[Labeled-object pointing records]
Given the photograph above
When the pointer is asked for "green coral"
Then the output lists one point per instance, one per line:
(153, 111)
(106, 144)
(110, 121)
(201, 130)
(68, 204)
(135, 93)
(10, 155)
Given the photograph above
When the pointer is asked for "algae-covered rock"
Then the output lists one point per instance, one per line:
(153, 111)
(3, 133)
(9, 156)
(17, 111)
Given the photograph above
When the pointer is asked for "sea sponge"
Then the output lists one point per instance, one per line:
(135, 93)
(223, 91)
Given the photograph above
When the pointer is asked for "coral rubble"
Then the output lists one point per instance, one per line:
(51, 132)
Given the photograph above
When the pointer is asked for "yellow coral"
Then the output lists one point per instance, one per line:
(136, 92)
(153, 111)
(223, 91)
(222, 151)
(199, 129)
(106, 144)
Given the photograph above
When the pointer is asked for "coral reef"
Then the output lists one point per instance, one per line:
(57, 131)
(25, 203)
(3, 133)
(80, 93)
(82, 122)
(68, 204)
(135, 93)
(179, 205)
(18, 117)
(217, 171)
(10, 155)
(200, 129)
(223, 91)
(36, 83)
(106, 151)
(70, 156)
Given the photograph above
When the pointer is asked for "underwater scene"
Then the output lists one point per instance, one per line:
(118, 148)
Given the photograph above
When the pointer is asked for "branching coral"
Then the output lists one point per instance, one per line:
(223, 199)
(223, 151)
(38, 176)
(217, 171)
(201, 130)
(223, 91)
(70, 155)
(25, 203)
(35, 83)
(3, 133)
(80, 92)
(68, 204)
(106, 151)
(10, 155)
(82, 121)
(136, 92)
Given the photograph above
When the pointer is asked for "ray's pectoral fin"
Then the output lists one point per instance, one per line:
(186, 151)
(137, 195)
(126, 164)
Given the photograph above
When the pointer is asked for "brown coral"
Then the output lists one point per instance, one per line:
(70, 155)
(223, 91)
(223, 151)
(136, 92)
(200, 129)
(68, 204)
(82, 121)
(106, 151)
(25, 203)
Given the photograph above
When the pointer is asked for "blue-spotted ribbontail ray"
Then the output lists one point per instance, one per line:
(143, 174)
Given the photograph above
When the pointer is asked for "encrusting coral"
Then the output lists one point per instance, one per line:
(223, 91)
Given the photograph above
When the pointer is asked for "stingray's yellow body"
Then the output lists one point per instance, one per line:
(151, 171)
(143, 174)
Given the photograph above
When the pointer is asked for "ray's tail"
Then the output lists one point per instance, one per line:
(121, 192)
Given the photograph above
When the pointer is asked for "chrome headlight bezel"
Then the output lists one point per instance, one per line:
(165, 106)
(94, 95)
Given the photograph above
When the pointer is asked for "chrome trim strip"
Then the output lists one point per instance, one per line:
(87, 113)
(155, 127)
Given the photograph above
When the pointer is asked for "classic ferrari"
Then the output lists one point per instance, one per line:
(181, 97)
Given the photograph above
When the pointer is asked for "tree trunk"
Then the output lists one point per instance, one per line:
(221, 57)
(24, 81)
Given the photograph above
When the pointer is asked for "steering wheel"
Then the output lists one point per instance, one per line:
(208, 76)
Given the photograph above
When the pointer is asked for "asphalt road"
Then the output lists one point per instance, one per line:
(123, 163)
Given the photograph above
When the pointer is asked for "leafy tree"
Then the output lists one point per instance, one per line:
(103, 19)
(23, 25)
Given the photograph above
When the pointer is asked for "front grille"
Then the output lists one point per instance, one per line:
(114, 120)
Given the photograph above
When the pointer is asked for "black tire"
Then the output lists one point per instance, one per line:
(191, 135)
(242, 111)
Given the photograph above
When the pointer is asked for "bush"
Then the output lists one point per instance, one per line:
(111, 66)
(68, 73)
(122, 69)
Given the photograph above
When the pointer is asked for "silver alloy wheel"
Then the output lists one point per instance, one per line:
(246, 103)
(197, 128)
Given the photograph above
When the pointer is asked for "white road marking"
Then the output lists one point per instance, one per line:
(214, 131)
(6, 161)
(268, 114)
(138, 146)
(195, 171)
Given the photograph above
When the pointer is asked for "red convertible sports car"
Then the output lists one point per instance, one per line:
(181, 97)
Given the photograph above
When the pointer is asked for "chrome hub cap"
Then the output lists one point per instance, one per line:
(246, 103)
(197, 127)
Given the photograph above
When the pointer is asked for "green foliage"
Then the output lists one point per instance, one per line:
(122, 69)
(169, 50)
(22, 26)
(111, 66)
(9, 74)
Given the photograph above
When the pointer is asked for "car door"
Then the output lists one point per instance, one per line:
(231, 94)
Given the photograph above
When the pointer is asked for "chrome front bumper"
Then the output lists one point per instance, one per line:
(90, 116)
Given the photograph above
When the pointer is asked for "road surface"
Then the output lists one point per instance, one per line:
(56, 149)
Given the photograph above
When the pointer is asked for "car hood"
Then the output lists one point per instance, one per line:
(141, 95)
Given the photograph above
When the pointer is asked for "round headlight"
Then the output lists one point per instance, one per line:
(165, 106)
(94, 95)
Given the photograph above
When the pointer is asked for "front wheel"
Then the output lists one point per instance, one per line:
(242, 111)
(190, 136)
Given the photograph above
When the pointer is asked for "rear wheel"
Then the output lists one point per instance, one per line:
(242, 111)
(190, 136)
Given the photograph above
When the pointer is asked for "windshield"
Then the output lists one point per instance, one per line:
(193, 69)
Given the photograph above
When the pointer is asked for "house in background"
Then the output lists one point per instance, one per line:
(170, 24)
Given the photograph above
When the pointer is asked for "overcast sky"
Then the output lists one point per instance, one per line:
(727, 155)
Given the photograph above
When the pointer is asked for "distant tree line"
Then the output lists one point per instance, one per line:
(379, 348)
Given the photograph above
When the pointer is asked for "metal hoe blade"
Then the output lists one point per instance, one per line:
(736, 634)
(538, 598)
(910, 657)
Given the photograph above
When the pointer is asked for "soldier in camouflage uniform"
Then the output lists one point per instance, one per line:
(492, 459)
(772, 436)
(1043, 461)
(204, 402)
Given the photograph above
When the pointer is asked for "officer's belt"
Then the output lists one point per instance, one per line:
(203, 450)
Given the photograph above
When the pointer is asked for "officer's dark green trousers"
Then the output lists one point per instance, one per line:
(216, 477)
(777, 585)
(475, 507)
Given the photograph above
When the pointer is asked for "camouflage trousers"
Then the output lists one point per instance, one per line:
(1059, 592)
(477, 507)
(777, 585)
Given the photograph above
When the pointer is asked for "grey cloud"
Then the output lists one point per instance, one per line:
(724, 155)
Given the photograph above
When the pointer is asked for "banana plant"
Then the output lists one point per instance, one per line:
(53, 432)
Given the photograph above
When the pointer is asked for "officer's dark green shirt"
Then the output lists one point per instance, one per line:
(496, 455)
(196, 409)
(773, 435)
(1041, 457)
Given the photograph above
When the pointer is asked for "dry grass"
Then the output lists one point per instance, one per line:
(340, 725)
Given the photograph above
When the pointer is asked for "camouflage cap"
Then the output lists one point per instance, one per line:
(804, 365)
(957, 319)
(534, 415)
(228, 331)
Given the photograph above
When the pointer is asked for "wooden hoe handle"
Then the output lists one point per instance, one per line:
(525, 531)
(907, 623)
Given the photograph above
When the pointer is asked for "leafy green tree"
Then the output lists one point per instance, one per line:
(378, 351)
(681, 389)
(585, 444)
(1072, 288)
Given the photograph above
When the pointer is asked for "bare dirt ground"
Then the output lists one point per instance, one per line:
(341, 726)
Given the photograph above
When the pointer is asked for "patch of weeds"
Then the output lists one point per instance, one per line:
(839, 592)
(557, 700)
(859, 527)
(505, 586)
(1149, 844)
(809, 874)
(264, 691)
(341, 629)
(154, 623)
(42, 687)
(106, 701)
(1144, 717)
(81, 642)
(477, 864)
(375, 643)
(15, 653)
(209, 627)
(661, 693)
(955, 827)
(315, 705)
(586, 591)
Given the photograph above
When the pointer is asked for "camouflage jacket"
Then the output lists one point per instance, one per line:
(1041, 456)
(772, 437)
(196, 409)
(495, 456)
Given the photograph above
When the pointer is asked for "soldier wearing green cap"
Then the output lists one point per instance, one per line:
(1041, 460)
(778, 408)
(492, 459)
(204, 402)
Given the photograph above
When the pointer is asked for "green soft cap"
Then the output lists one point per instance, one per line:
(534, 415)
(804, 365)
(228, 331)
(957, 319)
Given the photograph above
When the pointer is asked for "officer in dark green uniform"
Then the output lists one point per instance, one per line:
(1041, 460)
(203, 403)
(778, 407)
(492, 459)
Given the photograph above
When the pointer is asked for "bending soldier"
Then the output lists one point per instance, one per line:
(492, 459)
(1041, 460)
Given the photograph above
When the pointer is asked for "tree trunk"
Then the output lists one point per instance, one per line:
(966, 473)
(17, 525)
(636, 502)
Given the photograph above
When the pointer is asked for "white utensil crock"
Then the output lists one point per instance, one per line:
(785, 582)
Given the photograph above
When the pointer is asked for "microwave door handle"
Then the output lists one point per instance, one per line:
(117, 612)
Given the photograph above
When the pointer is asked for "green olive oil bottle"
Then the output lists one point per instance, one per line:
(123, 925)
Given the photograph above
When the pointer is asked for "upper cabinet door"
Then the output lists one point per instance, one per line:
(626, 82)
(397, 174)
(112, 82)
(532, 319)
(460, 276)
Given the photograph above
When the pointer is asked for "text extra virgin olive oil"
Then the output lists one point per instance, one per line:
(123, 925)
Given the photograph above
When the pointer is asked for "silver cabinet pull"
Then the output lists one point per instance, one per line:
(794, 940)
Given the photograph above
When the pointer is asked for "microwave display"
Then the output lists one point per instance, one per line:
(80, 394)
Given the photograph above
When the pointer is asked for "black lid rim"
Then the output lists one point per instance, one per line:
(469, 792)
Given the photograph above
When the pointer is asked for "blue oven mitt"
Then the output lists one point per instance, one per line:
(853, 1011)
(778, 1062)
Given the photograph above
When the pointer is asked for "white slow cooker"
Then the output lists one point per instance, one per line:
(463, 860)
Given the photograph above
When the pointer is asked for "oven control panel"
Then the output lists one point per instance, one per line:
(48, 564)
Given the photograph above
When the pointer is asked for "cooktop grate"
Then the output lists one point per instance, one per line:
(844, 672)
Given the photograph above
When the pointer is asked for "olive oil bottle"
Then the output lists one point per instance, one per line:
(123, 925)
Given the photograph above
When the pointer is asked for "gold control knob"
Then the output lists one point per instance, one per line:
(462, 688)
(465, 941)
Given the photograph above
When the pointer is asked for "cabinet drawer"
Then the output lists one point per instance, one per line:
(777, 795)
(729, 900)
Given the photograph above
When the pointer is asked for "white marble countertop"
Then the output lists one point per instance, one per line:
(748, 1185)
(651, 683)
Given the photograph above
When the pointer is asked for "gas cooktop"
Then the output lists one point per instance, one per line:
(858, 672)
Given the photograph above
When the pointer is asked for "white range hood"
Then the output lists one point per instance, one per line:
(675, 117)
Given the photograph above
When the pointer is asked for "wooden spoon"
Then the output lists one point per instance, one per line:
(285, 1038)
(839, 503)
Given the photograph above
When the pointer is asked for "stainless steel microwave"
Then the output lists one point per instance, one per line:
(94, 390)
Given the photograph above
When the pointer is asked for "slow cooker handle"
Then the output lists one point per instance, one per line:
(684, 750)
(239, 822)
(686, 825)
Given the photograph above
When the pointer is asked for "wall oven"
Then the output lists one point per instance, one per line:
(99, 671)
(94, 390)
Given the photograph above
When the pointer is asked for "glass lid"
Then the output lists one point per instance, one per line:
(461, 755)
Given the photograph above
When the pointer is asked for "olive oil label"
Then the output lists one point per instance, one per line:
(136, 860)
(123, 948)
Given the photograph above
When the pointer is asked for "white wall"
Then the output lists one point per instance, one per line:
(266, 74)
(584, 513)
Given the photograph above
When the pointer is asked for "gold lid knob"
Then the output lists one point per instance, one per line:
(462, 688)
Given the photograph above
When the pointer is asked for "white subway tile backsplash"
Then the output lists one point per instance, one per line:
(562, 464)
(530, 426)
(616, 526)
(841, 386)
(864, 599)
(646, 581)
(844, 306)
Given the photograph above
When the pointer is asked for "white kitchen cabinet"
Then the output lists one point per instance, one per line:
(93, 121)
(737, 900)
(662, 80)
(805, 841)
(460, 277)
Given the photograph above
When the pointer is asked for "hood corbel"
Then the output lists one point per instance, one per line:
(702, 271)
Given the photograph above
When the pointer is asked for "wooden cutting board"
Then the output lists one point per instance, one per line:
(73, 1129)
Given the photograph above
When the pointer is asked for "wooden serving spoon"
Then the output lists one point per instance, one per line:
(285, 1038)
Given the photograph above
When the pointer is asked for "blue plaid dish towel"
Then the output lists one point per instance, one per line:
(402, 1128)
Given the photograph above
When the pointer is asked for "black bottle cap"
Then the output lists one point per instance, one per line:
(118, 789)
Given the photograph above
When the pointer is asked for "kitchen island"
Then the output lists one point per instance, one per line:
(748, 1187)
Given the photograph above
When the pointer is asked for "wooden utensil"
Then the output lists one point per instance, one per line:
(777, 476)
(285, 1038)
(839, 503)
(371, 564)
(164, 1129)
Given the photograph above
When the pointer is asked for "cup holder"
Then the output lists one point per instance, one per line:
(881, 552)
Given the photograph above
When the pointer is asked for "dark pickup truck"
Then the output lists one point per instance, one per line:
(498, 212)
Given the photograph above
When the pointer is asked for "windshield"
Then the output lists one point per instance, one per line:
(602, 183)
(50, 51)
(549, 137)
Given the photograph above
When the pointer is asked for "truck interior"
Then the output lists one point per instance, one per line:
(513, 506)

> _WHAT TO PRODUCE_: Count the lines of the records that contain the string "leafy", matching case exactly. Reply with the number only.

> _SOLUTION FOR THIS TASK_: 2